By: Justin Smith, The News Reporter
Southeastern Community College and community leaders cut the ribbon Wednesday on the long-awaited Advanced Manufacturing Training Center being touted as a tool to help attract and retain industrial employers to Columbus County.
Pictured at the ribbon cutting ceremony for the Southeastern Community College Advanced Manufacturing Training Center Wednesday are (front row, from left) Anthony Clarke, former SCC president; Jack Hooks, chair of the SCC Board of Trustees; Christopher English, SCC president; (second row) Terry Mann, Whiteville mayor; Jennifer Holcomb, president of the Columbus Chamber of Commerce and Tourism; Bobby Ezzell, SCC Board of Trustees member; MacKenzie Park, SCC Student Government Association president; and Gary Lanier, Columbus County economic development director.
“I commend everyone who was involved in this project for helping me to be able to do my job,” said Gary Lanier, Columbus County economic development director. “It’s a lot easier to do my job when I can bring people that are looking at our county and show them this facility.”
The center, a more than 7,000 square-foot addition to SCC’s T-Building, is a symbolic and literal showplace for industry. The lobby walls are decorated with oversized artistic images of turning gears, springs and other mechanics. Visitors strolling the hall can peer through large windows to see instruction happening in labs filled with high-tech machinery, including Programmable Logic Controls Training Systems and a bright yellow robotic arm.
The building houses the college’s mechatronics and electrical engineering programs and offers classes for degree-seeking and continuing education students. SCC can also customize industrial training programs in the space to meet the unique needs of specific manufacturers.
During his remarks at the ceremony, Lanier noted that manufacturing jobs, on average, pay some of the highest hourly wages in the United States. And he said that a recent survey showed that 64 percent of companies that have "offshored" production are considering bringing some or all of those jobs back to the United States.
“That’s something we’ve been waiting on for 20 or 30 years. So, we’re prepared now to take care of some of these companies that are going to come back and create jobs,” Lanier said.
Southeastern Community College President Chris English, left, talks with former president Anthony Clarke in the college’s Advanced Manufacturing Training Center.
Former SCC President Anthony Clarke, who left last year to become president of Guilford Technical Community College, told the group that, “The programs within this building will help Columbus County attract new employers, and of equal importance, help the county’s current employers grow by providing a trained workforce for the future.

> **DATA RECORDS**
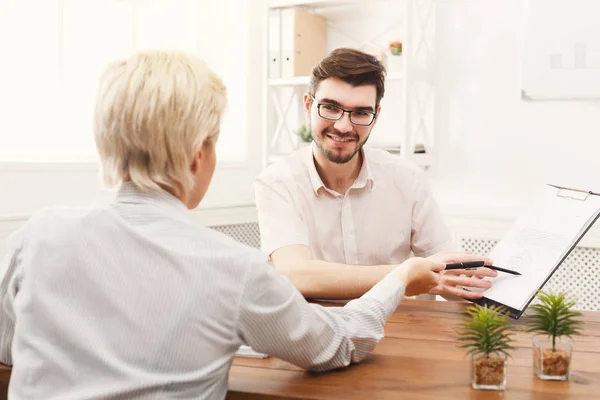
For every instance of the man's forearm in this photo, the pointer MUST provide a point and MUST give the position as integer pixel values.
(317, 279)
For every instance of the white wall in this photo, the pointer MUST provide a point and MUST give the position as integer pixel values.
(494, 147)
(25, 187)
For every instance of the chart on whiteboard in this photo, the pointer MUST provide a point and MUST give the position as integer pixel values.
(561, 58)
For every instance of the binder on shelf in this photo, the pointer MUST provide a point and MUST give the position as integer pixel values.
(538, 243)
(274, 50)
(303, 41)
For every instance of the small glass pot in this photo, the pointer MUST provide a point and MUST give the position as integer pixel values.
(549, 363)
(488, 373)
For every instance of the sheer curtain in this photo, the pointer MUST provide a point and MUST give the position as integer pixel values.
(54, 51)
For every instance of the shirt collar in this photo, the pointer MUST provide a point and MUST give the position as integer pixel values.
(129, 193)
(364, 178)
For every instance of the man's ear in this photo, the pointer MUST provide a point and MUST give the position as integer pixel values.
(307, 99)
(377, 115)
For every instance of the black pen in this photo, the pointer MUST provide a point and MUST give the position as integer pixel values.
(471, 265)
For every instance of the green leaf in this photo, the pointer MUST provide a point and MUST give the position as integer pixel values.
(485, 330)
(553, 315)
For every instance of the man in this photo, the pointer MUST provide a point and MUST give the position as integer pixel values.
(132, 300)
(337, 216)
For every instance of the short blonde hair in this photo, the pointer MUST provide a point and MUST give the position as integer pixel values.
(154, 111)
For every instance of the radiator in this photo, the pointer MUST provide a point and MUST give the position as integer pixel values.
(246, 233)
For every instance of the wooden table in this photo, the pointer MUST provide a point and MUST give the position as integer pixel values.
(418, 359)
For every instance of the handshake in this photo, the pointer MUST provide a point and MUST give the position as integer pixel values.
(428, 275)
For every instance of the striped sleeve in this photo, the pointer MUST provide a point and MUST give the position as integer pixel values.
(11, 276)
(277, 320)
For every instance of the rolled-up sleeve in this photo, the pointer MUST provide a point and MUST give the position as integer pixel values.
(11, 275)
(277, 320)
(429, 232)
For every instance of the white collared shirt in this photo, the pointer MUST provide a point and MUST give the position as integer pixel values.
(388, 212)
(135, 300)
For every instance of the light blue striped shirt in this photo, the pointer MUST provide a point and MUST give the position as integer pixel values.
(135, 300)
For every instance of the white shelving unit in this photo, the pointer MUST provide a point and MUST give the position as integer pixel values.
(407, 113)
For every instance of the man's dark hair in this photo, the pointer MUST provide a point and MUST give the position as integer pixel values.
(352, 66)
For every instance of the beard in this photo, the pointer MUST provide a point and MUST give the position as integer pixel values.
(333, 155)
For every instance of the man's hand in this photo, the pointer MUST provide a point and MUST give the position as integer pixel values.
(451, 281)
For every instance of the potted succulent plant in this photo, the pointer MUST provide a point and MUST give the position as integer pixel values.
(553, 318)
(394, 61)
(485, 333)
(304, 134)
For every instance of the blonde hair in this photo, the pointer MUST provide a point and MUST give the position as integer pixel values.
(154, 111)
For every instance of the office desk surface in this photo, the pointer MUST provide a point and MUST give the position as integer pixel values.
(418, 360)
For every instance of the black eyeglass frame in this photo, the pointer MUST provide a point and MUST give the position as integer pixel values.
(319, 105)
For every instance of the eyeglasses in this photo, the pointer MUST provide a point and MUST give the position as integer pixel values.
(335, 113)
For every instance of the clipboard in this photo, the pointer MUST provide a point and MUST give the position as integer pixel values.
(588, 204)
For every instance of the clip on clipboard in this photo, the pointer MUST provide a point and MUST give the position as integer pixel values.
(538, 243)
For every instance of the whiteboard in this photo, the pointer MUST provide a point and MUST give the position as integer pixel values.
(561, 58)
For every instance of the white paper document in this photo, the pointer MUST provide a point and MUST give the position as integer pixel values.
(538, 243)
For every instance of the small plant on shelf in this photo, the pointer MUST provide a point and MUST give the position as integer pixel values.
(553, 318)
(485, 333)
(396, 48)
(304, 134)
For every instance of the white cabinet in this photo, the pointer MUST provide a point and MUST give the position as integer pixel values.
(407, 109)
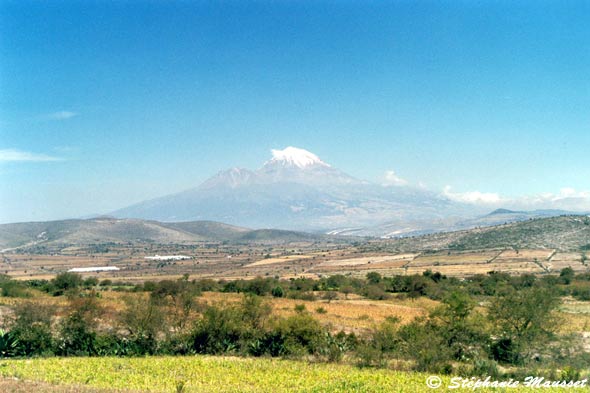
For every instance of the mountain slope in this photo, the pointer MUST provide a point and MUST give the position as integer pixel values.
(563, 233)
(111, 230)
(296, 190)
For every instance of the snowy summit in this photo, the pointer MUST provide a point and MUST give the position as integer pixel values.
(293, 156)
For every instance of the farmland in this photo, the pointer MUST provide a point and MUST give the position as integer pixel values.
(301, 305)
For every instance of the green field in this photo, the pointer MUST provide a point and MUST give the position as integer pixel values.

> **PROBLEM SET**
a) Reproduce the stretch of the article on the Advanced Manufacturing Training Center from "By: Justin Smith, The" through "to Columbus County.", word for word.
b) Write the next part of the article on the Advanced Manufacturing Training Center ribbon cutting, picking up after its last sentence.

> **TASK-BY-TASK RESULTS**
a)
By: Justin Smith, The News Reporter
Southeastern Community College and community leaders cut the ribbon Wednesday on the long-awaited Advanced Manufacturing Training Center being touted as a tool to help attract and retain industrial employers to Columbus County.

b)
“In economic development, you must have the capacity on hand to meet industry needs. You can’t promise to have it in the future,” Clarke said.
His successor, Christopher English, took office last month. His remarks included a quote from noted national computer scientist Alan Kay. “‘The best way to predict the future is to create it,’ And create it you have done,” English said.
Whiteville Mayor Terry Mann commended the college’s leadership for investing in a resource that will promote economic development.
“This is going to be a landmark event for Columbus County,” Mann said. “It’s truly amazing. And whether the industry we get is in Acme-Delco or Fair Bluff or Tabor City or Whiteville, long term it’s going to help us all.”
Jack Hooks, chair of the SCC board of trustees, said the ceremony was the “culmination of a lot of hard work.” He thanked Clarke, “who displayed wonderful vision in putting this together and driving it along.”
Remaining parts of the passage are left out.